### Text block:
----------------
Taxi Tehran review: This year’s winner of the Golden Bear at Berlinale is enlightening… inspiring.”

Taxi Tehran review

Taxi Tehran review

With a camera strapped to the dashboard of his moving film studio, and a colourful array of unknowing characters – passengers in this case who enter and exit the vehicle’s frame – dissident filmmaker Jafa Panahi’s Taxi Tehran is an eye-opening and oft times entertaining look at the real and unreal life in his beloved Tehran and the vibrant and candidly expressive people that reside within the Islamic Republic.

From the opening shots of a bustling Tehran intersection through the car’s windscreen to his filmed discussions with his budding filmmaker niece Hana (Hana Saeidi) as they drive through the city, Panahi introduces audiences to a city that appears (on the surface) like any other. It’s not until Panahi pulls over to accept passengers in his car, that audiences encounter a surrealist world where western conventions of right and wrong are skewed and challenged by their middle-eastern counterparts.
----------------
### Data rows:
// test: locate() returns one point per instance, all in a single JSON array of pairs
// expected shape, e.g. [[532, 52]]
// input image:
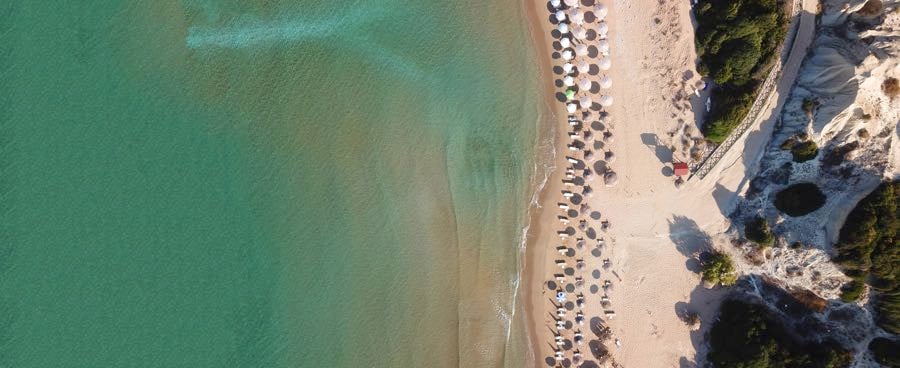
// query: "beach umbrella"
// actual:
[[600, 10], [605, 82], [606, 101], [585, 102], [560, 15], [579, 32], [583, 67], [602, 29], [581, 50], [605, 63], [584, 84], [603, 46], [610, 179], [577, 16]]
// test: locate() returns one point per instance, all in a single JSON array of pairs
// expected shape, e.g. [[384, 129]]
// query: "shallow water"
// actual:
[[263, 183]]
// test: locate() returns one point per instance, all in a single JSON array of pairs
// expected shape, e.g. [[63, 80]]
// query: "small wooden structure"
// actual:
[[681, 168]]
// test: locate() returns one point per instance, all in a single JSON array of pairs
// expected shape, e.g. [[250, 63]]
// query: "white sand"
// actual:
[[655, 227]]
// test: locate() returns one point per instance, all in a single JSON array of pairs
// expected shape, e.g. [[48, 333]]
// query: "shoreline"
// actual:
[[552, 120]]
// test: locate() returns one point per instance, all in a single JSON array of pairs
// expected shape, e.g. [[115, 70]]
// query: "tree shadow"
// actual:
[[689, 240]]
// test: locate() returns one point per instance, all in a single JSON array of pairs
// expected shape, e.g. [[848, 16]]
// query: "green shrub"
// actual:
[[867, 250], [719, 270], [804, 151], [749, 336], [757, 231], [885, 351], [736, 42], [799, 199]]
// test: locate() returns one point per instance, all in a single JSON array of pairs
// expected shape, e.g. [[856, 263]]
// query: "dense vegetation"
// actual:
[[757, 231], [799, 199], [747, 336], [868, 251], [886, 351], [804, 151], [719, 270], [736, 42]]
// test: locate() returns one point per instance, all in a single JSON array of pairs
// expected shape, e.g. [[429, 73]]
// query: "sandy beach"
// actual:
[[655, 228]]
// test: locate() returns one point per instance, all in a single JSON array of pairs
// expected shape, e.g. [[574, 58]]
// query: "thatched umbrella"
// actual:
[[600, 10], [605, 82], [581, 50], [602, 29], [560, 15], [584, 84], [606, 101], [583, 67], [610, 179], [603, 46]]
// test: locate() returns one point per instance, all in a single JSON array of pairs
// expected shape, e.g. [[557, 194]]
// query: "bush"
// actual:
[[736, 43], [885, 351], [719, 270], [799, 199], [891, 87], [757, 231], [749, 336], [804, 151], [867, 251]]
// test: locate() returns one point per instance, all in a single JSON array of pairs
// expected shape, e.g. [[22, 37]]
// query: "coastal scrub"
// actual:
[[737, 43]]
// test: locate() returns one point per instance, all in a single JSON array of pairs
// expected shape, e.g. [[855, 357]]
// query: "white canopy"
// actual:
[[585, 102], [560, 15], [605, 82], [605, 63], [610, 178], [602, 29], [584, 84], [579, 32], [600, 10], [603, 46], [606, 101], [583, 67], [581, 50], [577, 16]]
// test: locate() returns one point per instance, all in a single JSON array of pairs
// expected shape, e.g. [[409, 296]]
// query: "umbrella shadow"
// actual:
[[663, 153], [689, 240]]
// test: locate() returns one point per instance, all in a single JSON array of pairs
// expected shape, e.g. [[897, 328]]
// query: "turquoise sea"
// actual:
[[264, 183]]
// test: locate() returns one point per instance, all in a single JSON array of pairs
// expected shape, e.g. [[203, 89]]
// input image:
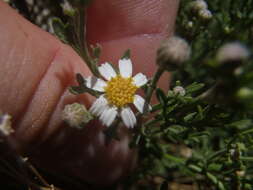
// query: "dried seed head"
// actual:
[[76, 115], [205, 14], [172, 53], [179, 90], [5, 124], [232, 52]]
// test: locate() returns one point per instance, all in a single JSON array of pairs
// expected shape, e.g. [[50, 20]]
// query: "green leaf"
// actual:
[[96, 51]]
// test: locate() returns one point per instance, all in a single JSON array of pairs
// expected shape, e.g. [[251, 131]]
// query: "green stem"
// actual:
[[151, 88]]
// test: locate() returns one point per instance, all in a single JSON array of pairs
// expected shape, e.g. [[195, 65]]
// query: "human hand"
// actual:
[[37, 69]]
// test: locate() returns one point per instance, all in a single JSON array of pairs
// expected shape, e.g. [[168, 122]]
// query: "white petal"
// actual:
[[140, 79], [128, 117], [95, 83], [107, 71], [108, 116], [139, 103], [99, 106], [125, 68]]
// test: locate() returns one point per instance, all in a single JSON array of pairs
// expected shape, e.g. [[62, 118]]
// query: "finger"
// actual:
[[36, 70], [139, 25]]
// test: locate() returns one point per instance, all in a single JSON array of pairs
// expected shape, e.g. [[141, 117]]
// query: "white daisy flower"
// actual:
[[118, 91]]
----------------
### Instructions:
• A. In the Taxi Tehran review, who is Hana in relation to Panahi?
• B. Retype the part of the Taxi Tehran review between "From the opening" and "their middle-eastern counterparts.", inclusive.

### Responses by task:
• A. She is his budding filmmaker niece.

• B.
From the opening shots of a bustling Tehran intersection through the car’s windscreen to his filmed discussions with his budding filmmaker niece Hana (Hana Saeidi) as they drive through the city, Panahi introduces audiences to a city that appears (on the surface) like any other. It’s not until Panahi pulls over to accept passengers in his car, that audiences encounter a surrealist world where western conventions of right and wrong are skewed and challenged by their middle-eastern counterparts.